##### SOURCE TEXT #####
Thinking About “Theme”



“The art of [including themes] is to infuse them into a dramatic story that compels on both levels: the dramatic and the thematic.”

So says a commenter to the StoryFix article, “The Thing About Theme – What Are You Trying to Say?” by guest blogger Jessica Flory. Interestingly there was no discussion about the problems of writing stories with a message.

How different the Christian writing community is. The discussion over the last few years has run the gamut — from those eschewing any message, claiming that saying something in fiction is propaganda, to those on the other end who think a long speech setting forth the plan of salvation should be in every novel called Christian.

I’ve written extensively on the subject of theme and have been gratified to see others address the topic too. But there still seems to be some misunderstanding. Some people believe that an overt message is automatically preachy. That’s not close to the dictionary definition:

having or revealing a tendency to give moral advice in a tedious or self-righteous way (Oxford English Dictionary).

What makes the theme of a novel seem tedious or self-righteous?

Tedious would be “same ol’, same ol’.” Self-righteous, I believe, would be the author spelling out the message to make sure the reader gets it. It’s an insult to the reader, and it violates the story.

Unfortunately, Christian fiction has become known for both those problems. Just last week I was bemoaning with a friend the tendency for Christian romance to tell the story, and retell the story, of a Christian girl falling in love with the Bad Boy, only to convert him in the end as they fall in love and begin their happy lives together.

That scenario suffers on two fronts. First, it has been done before … with some frequency. Nothing other than the salvation message comes through the story — nothing new for the reader familiar with salvation to think about. Secondly, stories with that basic premise may focus on spelling out how conversion “works” so that the reader gets it.
##### DATA SUPPLIED #####
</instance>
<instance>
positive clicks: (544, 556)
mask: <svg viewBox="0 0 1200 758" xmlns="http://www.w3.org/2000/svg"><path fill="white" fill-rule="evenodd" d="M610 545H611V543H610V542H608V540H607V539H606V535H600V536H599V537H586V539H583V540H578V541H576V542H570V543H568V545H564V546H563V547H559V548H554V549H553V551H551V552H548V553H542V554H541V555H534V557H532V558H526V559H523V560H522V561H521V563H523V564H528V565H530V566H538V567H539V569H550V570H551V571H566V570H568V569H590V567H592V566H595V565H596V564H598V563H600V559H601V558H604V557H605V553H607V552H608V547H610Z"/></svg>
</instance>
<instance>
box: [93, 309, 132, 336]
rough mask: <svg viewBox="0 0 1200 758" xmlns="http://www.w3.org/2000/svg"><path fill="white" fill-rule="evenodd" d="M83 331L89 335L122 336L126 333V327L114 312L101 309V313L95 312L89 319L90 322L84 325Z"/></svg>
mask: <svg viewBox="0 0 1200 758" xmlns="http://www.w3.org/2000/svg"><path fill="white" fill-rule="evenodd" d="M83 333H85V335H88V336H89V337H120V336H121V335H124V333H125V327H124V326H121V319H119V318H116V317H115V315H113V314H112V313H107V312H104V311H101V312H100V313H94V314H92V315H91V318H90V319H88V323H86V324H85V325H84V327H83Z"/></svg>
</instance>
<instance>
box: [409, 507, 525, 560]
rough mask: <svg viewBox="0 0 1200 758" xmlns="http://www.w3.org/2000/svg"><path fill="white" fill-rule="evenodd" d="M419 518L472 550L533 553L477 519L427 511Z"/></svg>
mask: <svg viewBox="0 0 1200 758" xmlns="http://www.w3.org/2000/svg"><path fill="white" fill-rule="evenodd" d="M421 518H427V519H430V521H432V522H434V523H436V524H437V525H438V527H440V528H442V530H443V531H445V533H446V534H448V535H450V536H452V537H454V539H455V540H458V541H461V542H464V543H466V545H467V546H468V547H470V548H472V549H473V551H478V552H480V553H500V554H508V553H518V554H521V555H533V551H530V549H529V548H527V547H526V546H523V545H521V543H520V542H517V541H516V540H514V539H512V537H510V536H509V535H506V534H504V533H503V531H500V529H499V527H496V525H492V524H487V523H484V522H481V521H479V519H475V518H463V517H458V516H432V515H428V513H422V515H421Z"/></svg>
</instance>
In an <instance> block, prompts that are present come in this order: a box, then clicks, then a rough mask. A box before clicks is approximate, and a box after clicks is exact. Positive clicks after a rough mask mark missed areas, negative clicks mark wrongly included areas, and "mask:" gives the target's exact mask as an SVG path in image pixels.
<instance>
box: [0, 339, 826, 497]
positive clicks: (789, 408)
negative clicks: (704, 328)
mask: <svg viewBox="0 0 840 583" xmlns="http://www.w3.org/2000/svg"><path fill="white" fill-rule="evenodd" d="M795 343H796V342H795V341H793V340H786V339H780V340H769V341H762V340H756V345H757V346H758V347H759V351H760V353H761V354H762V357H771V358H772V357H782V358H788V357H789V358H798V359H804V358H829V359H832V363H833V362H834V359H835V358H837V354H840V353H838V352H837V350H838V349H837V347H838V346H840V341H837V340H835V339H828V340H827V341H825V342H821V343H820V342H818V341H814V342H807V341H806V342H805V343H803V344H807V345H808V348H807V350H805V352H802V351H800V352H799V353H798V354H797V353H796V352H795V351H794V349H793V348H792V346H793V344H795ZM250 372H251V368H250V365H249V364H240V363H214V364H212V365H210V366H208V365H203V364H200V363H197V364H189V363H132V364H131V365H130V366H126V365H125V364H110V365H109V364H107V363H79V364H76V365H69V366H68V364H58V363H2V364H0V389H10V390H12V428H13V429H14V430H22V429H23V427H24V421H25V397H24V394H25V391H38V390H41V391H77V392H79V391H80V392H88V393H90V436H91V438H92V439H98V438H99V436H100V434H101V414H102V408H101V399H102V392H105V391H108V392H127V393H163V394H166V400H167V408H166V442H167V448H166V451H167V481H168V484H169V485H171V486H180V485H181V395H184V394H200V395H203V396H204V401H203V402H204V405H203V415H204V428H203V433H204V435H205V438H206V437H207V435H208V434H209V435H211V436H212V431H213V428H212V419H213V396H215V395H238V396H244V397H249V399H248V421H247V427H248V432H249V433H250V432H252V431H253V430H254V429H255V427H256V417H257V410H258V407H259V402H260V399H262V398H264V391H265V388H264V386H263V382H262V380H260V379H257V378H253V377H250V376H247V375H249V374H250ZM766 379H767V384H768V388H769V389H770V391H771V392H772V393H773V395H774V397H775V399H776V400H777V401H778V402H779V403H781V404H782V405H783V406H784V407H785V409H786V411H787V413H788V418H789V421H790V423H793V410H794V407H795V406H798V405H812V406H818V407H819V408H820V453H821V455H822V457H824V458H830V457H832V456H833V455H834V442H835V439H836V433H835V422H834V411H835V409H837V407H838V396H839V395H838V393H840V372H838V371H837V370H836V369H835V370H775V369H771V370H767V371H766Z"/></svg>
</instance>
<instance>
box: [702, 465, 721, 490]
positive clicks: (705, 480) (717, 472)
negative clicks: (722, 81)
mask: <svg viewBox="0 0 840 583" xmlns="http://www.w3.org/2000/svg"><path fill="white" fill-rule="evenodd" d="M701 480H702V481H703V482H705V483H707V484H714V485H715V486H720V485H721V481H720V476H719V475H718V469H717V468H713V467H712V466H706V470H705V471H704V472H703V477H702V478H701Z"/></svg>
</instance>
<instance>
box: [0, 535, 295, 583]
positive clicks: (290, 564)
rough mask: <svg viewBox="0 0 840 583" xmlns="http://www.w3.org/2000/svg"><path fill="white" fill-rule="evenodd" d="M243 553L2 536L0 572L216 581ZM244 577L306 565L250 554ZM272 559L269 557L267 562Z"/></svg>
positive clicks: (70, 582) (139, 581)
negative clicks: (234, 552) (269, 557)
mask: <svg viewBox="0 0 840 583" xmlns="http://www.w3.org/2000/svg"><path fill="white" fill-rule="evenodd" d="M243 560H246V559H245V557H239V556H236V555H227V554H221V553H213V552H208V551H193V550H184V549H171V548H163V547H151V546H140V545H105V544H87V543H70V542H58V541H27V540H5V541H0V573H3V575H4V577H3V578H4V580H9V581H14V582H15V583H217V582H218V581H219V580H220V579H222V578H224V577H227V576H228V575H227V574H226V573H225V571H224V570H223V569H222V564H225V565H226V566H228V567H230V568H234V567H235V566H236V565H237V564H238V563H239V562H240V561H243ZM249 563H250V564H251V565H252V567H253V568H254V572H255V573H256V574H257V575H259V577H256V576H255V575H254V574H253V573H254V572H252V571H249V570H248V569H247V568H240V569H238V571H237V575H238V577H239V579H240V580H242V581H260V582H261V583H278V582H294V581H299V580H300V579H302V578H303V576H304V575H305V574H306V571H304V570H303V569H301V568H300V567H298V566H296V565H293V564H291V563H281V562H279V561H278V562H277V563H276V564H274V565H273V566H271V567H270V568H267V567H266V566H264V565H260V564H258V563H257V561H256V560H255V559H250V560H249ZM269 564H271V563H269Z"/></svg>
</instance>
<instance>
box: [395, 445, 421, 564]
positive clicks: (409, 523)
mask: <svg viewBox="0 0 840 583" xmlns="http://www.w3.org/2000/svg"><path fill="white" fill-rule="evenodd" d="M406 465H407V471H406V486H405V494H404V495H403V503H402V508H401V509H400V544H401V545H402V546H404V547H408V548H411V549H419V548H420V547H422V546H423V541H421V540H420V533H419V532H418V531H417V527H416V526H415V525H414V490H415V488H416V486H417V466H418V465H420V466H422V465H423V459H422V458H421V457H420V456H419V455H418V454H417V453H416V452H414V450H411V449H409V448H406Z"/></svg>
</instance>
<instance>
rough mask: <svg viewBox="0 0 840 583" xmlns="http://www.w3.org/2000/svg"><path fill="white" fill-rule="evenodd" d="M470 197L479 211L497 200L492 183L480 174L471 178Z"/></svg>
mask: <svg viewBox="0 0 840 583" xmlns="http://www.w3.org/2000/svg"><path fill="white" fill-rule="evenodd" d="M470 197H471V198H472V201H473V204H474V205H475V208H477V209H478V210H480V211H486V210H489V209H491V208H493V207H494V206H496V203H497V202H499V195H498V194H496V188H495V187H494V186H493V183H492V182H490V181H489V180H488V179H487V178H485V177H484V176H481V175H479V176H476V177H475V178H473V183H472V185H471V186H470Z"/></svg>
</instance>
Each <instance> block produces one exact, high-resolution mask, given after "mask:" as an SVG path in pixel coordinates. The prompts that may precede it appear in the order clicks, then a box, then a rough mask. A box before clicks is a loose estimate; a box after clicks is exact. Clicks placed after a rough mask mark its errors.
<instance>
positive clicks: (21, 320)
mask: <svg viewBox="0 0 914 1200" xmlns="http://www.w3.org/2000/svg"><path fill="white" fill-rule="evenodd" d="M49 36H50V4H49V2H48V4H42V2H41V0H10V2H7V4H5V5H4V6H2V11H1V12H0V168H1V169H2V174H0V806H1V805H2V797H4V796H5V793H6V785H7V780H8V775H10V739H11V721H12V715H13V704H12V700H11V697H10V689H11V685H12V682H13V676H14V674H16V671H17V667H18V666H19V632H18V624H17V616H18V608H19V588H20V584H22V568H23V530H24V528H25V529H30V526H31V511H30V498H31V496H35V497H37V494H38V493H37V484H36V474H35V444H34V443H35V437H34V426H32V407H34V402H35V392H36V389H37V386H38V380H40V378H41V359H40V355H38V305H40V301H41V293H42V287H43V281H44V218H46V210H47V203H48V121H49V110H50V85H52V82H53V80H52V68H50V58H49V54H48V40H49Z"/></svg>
#####
**WHAT TO DO:**
**1.** Summarize the essay on theme in two sentences.
**2.** Answer these questions on the essay on theme, one line each:
(a) Who wrote the StoryFix article "The Thing About Theme – What Are You Trying to Say?"
(b) Which dictionary supplies the quoted definition?
(c) With whom does the Christian girl fall in love in the romance scenario the essay criticizes?
**3.** Retype the stretch of the essay on theme from "Unfortunately, Christian fiction" through "happy lives together.".

**ANSWERS BELOW:**
**1.** The essay contrasts a StoryFix discussion of theme, which raised no concerns about writing stories with a message, with the Christian writing community, where views range from rejecting any message to wanting a long salvation speech in every novel called Christian. It argues that an overt message is not automatically preachy: the real faults are tedium and an author spelling out the message, both of which it finds in Christian romances that retell a Christian girl converting a Bad Boy.

**2.**
(a) Guest blogger Jessica Flory.
(b) The Oxford English Dictionary.
(c) The Bad Boy.

**3.**
Unfortunately, Christian fiction has become known for both those problems. Just last week I was bemoaning with a friend the tendency for Christian romance to tell the story, and retell the story, of a Christian girl falling in love with the Bad Boy, only to convert him in the end as they fall in love and begin their happy lives together.